-- Start of DATASET ENTRIES --
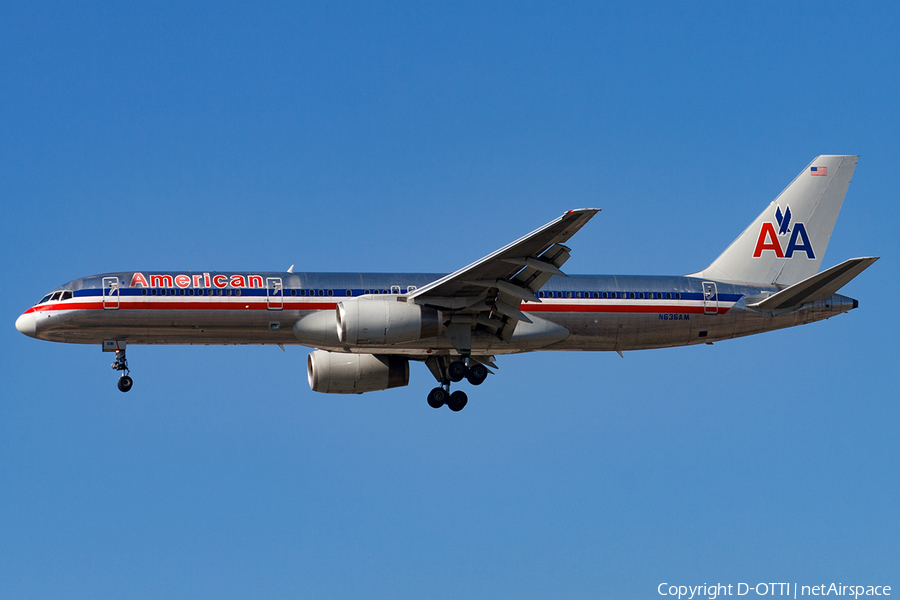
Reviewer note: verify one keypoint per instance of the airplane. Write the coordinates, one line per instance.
(365, 328)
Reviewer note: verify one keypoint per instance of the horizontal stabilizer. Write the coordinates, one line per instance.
(818, 287)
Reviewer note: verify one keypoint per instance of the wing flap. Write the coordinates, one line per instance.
(534, 249)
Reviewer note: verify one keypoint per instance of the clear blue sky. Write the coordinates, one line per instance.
(420, 137)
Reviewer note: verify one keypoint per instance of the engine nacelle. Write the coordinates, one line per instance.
(340, 373)
(385, 320)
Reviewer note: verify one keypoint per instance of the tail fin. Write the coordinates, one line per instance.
(786, 243)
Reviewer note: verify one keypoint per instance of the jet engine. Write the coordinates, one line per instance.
(340, 373)
(377, 322)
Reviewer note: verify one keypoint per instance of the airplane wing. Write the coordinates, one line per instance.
(491, 288)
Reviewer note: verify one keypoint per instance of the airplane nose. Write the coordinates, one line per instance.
(26, 324)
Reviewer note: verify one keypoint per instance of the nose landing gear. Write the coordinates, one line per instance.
(121, 364)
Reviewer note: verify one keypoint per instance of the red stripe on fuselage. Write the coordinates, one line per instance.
(257, 305)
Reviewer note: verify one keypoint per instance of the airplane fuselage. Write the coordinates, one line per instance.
(597, 312)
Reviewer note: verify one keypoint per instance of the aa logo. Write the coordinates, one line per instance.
(769, 239)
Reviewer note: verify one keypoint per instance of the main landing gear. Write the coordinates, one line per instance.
(454, 372)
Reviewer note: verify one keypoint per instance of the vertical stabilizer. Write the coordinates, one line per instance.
(786, 243)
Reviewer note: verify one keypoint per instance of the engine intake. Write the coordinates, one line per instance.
(385, 321)
(340, 373)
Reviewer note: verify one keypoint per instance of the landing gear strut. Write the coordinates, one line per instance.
(447, 373)
(121, 364)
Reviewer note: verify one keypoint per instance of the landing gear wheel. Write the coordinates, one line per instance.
(437, 397)
(456, 371)
(125, 383)
(477, 374)
(458, 401)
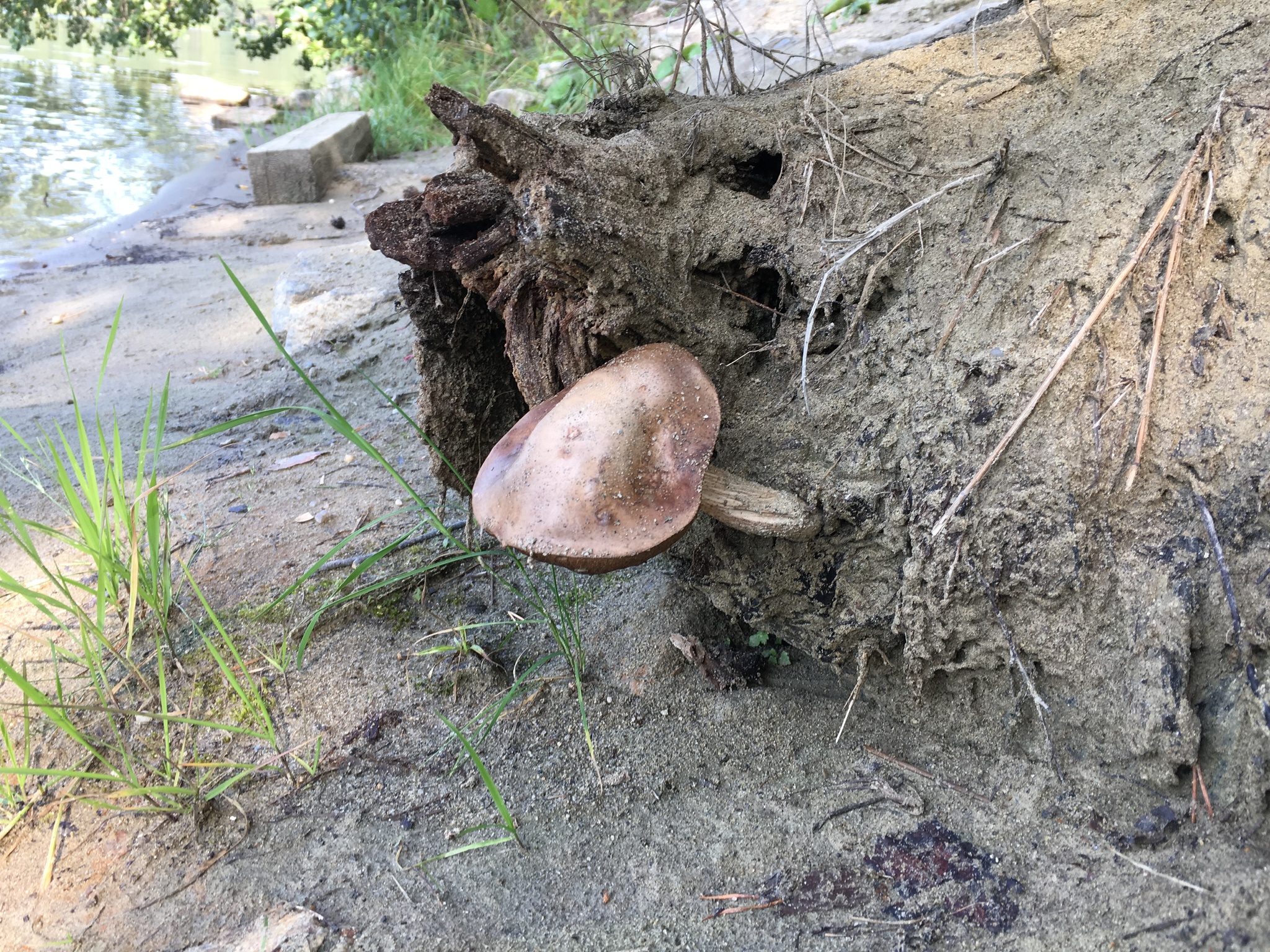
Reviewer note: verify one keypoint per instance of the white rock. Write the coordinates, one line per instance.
(203, 89)
(331, 293)
(548, 71)
(515, 100)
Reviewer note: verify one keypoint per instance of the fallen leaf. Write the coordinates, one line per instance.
(299, 460)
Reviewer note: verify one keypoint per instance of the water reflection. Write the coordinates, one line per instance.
(83, 144)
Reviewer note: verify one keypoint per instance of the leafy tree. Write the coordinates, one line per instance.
(104, 23)
(323, 31)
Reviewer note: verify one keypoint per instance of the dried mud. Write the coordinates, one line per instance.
(1114, 597)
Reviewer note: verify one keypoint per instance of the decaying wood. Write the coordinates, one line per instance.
-- End of DATASET ENTRIES --
Rewrite the entries from the line holding "Reviewer note: verify one keypoint per instance of the leafy" through the end of the entries, inclusive, putting "rotting wood" in place of "decaying wood" and keeping everything else the same.

- **CORRECT RESPONSE**
Reviewer note: verify one keypoint per instance of the leafy tree. Write the coordinates, one line per instance.
(104, 23)
(323, 31)
Reviewer note: verify one keypoint per instance of the dried mud. Write the coordinates, one line per instance.
(1114, 597)
Reviewer note: verify one keypoint per instance of the rotting wood. Write the coordinates, one line per instance.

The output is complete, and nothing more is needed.